◆ Task to complete
The data follows this line. Copy verbatim the line with "of the artificial" and each line after it to the end.

Begin

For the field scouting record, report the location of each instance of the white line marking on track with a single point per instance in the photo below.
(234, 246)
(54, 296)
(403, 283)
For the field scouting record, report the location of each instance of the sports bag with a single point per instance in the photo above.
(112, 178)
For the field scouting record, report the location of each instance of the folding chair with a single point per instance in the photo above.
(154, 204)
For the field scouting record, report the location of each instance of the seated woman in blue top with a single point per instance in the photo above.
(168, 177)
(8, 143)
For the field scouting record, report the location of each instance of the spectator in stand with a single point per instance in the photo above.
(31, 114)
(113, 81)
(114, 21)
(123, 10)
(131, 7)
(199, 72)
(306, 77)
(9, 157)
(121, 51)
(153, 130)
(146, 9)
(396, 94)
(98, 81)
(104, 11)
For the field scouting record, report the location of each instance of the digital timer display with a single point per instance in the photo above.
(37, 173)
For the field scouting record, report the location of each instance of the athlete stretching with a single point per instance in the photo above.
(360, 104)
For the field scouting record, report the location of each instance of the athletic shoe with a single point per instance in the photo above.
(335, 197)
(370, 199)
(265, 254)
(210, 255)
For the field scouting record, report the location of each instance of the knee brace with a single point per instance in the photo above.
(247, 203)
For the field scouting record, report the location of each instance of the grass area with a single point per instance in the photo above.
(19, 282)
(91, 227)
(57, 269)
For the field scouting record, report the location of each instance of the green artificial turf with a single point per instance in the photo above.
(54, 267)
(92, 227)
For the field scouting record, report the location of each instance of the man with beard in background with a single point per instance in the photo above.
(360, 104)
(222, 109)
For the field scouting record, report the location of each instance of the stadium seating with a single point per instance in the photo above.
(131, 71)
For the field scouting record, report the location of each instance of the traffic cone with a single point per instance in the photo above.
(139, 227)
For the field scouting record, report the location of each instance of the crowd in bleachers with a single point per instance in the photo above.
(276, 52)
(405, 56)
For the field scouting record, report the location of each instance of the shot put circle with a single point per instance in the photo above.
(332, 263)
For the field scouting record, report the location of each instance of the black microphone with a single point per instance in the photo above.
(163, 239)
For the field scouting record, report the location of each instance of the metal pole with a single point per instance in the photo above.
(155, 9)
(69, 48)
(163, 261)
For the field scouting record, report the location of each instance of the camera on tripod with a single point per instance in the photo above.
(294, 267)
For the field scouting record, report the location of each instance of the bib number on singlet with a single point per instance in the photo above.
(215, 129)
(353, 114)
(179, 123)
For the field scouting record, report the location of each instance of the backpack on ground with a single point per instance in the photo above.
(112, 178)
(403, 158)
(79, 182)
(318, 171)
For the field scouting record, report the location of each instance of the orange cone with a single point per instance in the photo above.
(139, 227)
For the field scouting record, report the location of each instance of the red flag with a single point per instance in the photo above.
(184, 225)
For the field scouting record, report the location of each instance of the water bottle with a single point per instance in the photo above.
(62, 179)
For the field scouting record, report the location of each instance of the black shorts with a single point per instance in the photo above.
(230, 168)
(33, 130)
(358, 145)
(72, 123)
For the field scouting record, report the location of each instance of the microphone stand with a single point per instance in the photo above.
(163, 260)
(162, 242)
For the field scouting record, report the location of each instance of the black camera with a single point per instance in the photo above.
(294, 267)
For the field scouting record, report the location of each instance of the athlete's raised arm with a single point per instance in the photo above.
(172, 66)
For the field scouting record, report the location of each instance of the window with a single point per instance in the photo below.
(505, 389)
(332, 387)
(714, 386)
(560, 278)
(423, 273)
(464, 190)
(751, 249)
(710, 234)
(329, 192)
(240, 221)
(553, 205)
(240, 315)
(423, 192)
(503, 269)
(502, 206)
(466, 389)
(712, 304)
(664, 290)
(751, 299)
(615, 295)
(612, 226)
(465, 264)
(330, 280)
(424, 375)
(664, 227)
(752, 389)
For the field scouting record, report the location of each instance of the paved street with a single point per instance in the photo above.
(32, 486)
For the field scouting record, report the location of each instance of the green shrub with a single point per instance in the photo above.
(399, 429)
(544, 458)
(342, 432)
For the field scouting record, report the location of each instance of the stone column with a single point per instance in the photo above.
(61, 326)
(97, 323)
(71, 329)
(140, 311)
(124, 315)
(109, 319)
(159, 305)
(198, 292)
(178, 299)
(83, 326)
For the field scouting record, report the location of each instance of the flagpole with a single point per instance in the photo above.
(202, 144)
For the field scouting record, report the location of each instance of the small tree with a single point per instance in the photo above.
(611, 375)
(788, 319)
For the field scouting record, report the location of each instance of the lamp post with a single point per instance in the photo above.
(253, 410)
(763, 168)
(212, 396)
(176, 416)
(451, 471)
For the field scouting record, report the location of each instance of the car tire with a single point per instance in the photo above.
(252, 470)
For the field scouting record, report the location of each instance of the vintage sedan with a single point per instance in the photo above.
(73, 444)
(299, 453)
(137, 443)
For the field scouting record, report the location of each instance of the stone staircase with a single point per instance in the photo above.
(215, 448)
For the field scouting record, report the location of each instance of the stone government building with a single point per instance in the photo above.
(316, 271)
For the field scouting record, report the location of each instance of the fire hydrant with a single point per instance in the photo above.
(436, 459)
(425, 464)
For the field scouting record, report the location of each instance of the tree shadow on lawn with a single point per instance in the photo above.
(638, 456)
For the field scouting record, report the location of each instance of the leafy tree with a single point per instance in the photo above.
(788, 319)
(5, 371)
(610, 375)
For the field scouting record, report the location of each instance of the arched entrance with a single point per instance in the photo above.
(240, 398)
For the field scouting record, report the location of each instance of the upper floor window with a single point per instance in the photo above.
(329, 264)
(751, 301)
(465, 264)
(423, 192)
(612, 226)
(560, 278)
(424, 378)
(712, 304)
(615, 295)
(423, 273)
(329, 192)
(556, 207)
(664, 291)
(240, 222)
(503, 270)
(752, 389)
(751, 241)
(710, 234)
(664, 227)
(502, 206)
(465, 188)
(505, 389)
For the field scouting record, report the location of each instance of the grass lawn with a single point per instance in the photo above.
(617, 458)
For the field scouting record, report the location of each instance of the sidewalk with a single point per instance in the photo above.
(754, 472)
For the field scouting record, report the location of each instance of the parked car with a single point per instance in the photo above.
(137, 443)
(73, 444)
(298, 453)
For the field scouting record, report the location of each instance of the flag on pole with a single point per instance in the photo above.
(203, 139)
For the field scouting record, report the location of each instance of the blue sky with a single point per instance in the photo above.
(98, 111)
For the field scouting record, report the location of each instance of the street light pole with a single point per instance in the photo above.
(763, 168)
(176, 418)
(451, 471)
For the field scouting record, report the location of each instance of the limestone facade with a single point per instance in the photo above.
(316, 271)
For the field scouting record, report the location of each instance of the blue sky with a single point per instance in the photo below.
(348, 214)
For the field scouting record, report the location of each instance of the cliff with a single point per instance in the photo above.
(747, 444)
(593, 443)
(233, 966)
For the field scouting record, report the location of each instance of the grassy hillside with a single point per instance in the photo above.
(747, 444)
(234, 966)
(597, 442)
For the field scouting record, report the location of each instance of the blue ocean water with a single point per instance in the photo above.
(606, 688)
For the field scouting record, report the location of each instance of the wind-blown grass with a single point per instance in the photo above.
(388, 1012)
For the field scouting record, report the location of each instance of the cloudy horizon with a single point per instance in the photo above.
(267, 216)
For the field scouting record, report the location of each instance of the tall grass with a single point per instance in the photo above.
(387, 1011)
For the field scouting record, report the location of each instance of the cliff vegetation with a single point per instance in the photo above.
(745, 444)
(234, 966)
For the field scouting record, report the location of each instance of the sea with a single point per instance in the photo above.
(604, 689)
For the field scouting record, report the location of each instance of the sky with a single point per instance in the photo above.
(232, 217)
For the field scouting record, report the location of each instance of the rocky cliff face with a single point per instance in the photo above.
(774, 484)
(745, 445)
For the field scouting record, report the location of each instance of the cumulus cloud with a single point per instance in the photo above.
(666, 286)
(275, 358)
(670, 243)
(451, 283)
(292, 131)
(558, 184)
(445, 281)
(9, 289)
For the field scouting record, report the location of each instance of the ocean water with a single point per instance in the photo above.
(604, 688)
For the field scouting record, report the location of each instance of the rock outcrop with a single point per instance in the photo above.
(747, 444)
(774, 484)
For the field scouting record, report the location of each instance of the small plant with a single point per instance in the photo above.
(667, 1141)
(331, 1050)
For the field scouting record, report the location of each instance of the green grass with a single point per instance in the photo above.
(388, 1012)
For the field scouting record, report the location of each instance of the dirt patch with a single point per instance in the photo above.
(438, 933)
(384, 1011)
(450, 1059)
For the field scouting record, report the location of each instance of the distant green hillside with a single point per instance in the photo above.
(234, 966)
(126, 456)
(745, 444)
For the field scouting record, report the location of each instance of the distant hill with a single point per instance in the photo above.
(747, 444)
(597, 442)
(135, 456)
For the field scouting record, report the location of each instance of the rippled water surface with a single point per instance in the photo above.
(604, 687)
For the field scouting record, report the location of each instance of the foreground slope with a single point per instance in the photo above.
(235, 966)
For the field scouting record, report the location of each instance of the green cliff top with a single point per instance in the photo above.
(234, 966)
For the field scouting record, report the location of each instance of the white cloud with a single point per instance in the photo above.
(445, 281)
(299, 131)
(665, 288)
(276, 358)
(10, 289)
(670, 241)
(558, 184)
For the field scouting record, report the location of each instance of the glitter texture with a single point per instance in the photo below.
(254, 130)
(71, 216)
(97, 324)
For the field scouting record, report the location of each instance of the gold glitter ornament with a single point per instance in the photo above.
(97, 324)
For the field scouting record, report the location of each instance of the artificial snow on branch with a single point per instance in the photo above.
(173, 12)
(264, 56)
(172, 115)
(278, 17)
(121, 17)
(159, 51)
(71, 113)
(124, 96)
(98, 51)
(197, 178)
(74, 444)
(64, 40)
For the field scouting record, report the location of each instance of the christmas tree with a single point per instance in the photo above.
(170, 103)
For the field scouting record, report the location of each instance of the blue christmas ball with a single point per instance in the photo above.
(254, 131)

End

◆ Completed exercise
For the field scouting record, report the location of each instance of the artificial snow on branch with a single point per instance in the photo above.
(173, 12)
(264, 56)
(172, 115)
(278, 17)
(121, 17)
(159, 51)
(71, 113)
(124, 96)
(98, 51)
(197, 178)
(74, 444)
(64, 40)
For the field scouting record, report the location of each instance of the christmas tree with a single point per instance in the photo above.
(170, 103)
For the field scouting record, report the location of each instance of the blue christmas ball with a single point per instance in the photo above.
(254, 131)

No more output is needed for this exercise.